=== Stored data ===
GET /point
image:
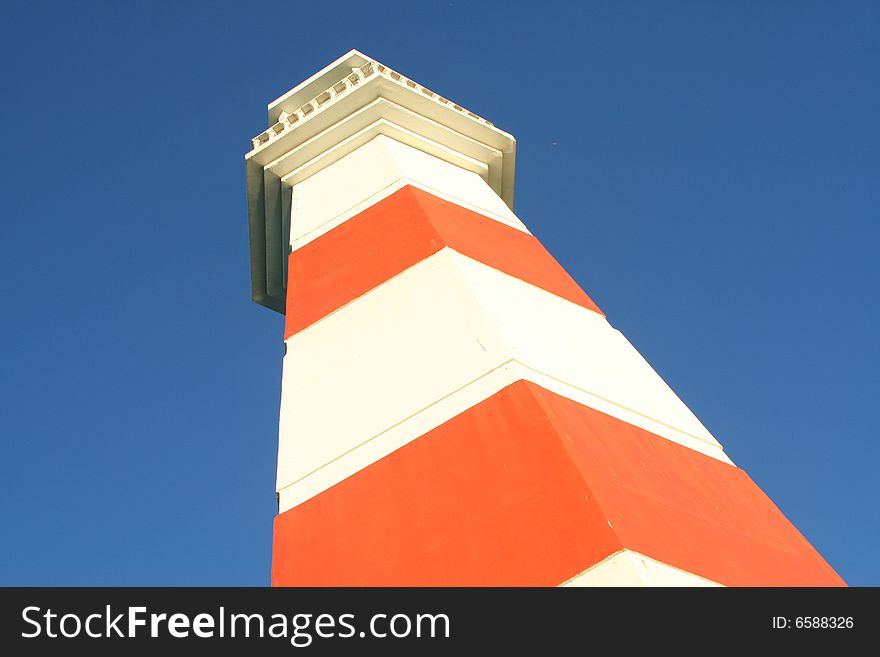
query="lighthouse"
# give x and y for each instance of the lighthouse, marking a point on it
(455, 409)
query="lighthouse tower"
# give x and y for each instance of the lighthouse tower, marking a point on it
(455, 409)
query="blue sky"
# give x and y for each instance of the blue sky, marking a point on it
(707, 171)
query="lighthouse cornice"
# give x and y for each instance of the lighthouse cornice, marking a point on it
(334, 112)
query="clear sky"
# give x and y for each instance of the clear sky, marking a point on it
(708, 171)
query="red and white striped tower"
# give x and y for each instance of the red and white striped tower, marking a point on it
(455, 410)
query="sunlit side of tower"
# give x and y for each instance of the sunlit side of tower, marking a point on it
(455, 409)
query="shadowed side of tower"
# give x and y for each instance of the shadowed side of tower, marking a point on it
(455, 409)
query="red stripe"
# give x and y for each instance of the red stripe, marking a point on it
(530, 488)
(397, 233)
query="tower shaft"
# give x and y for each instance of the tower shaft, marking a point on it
(455, 409)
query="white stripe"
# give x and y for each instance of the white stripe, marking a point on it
(628, 568)
(376, 170)
(436, 340)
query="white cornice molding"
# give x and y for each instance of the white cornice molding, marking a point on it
(334, 112)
===
### The problem
Edit the listing above by changing every "marking a point on it" to "placing a dot on it" and keeping everything else the same. Leave the pictures out of your answer.

### Solution to the problem
GET /point
image:
query="lighthouse"
# give x and y for each instance of the lighthouse, placing a dot on it
(455, 409)
query="lighthouse tower"
# give x and y for each instance of the lighthouse tower, placing a dot on it
(455, 409)
query="blue sky"
# give x and y for each instance of the blue sky, placing a dot on it
(707, 171)
query="lighthouse cornice"
# give x and y for each instance of the lighthouse cornice, placing a dot on it
(334, 112)
query="clear sky"
# give x and y for each instance of the clear sky, placing a dot on it
(708, 171)
query="red and white striped tower"
# give x and y for each instance of the red and white striped tower, placing a dot on it
(455, 410)
query="sunlit side of tower"
# give x and y for each instance of the sunlit side of tower, placing a dot on it
(455, 409)
query="shadowed side of tower"
# give x and y for each instance of the shadowed side of tower, placing a dot on it
(455, 409)
query="red stripe"
# give x and y for each instance of the red stripe, placing a dot on it
(530, 488)
(397, 233)
query="tower shaft"
# give x and y for each instance of the tower shaft, placing a dot on it
(455, 409)
query="white stripe"
# give x and y for each instance of the white stripe, placing a dot on it
(628, 568)
(376, 170)
(436, 340)
query="white cornice molding"
# give x and y for each instance of the white cornice molding, placing a dot on it
(334, 112)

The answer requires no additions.